**Task**
Collect every line in the items below that contains the word "What". Copy each such line as it appears, one per line.

--- begin Record extracts ---

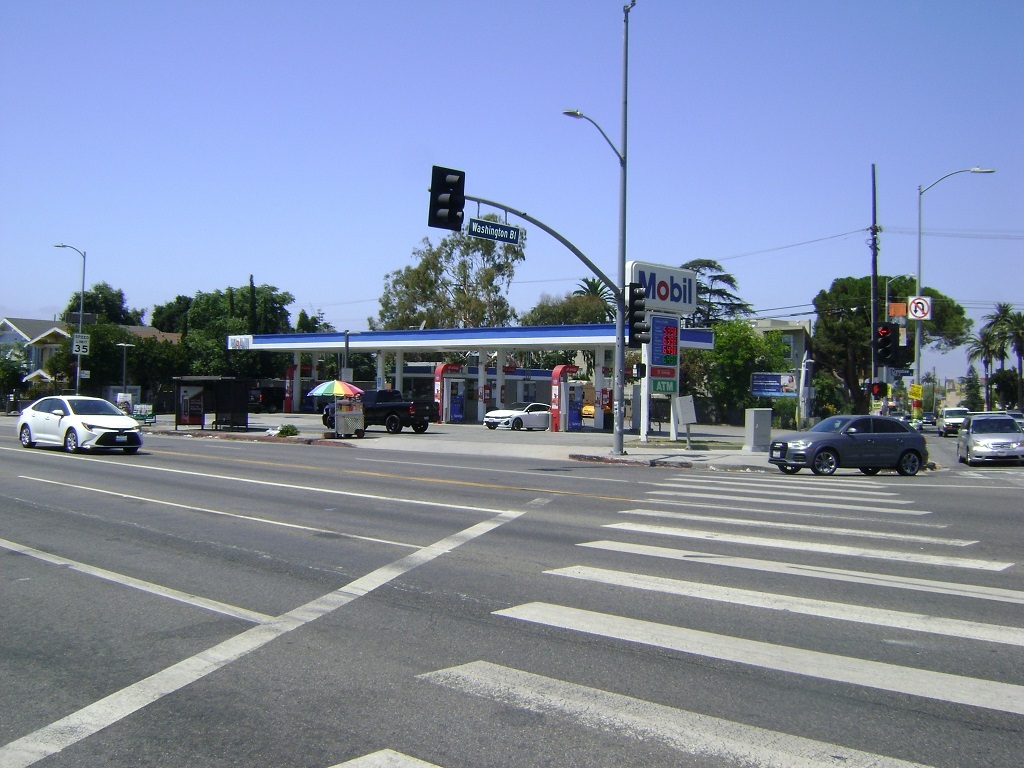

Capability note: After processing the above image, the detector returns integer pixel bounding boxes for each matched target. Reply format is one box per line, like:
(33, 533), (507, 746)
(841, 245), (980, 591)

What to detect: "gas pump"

--- end Record extracts ---
--- begin Record extracts ---

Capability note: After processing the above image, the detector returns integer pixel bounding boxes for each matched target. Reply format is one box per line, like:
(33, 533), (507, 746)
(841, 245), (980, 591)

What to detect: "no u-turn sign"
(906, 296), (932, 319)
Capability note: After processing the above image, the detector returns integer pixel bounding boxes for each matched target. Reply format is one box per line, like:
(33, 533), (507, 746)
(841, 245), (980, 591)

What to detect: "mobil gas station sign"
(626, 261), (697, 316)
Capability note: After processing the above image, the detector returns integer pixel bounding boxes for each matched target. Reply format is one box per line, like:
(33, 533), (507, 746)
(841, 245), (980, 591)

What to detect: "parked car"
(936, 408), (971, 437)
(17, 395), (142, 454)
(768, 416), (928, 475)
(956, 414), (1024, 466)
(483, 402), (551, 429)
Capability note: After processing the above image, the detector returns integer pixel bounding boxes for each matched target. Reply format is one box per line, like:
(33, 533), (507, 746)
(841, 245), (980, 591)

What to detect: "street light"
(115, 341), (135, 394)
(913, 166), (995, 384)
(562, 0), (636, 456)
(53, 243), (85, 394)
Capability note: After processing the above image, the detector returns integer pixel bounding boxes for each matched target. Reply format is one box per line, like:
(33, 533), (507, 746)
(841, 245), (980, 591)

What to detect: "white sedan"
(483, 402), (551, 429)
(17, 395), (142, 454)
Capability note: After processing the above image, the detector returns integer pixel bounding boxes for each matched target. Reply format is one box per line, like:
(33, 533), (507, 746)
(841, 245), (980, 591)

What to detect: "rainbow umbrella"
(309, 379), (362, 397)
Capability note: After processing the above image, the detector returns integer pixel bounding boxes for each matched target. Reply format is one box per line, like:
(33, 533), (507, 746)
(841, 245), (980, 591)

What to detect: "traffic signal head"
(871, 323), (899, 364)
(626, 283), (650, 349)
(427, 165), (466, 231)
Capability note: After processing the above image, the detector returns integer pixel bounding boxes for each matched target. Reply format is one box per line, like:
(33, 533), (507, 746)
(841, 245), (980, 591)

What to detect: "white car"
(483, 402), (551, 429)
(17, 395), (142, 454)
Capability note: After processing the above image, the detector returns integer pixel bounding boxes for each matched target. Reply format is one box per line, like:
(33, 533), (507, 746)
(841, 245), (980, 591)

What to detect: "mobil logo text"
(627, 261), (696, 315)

--- end Record extracts ---

**Solution to this exercise**
What to detect: "gas pump"
What to detect: "no u-turn sign"
What to detect: "mobil gas station sign"
What to detect: "parked car"
What to detect: "street light"
What to detect: "white sedan"
What to detect: "rainbow umbrella"
What to detect: "traffic signal head"
What to detect: "white car"
What to detect: "mobil logo text"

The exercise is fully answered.